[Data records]
• • • • • • •

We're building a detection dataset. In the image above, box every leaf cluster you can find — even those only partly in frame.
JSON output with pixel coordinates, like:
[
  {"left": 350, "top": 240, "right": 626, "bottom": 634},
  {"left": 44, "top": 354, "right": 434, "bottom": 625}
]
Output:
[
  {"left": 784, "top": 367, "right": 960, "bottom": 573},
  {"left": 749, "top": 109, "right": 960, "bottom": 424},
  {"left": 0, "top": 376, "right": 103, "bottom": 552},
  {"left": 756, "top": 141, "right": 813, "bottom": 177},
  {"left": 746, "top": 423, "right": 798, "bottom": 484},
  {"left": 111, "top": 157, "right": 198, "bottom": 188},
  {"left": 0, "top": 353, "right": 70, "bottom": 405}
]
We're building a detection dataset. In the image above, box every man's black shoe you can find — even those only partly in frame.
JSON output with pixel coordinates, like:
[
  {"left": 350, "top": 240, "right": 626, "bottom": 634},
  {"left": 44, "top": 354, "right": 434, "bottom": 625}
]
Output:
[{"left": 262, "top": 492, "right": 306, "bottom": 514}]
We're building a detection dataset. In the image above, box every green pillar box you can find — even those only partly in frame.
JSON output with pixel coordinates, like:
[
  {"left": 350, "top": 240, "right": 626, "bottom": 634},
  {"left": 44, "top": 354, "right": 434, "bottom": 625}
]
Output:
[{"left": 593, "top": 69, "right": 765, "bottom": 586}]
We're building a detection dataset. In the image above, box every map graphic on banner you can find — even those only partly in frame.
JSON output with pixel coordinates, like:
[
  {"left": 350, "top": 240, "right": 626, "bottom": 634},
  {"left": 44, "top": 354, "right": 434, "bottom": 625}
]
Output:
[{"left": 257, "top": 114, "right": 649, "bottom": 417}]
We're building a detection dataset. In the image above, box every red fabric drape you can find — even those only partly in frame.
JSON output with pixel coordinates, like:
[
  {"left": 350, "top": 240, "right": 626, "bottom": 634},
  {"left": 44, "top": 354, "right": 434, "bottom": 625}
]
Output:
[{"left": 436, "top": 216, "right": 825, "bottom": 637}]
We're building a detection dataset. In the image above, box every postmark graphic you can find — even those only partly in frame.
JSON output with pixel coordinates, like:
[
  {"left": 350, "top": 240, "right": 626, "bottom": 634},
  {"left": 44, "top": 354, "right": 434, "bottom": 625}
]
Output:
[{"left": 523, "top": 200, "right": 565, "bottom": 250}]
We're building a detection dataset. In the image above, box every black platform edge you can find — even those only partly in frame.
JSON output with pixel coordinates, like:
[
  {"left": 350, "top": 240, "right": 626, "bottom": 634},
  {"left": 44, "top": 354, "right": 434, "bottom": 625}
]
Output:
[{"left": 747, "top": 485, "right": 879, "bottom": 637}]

• • • • • • •

> _WHAT YOU NEED TO DO_
Nothing but the lines from the one with "box every postmark" through the final line of the records may appear in the answer, and each must be transcribed exactly.

> _RESULT OF THIS EXERCISE_
We're building a detection dataset. In the image above, box every postmark graphic you can find — even those only partly in frame.
JSON output with pixel coordinates, like:
[
  {"left": 350, "top": 240, "right": 626, "bottom": 634},
  {"left": 44, "top": 354, "right": 434, "bottom": 625}
]
Output:
[{"left": 523, "top": 200, "right": 565, "bottom": 250}]
We're building a detection dataset. In the image above, box every black platform edge you can find — even those only partly in frame.
JSON output with pixel coordinates, like:
[
  {"left": 350, "top": 240, "right": 626, "bottom": 634},
  {"left": 44, "top": 354, "right": 434, "bottom": 625}
]
Output:
[{"left": 747, "top": 485, "right": 879, "bottom": 637}]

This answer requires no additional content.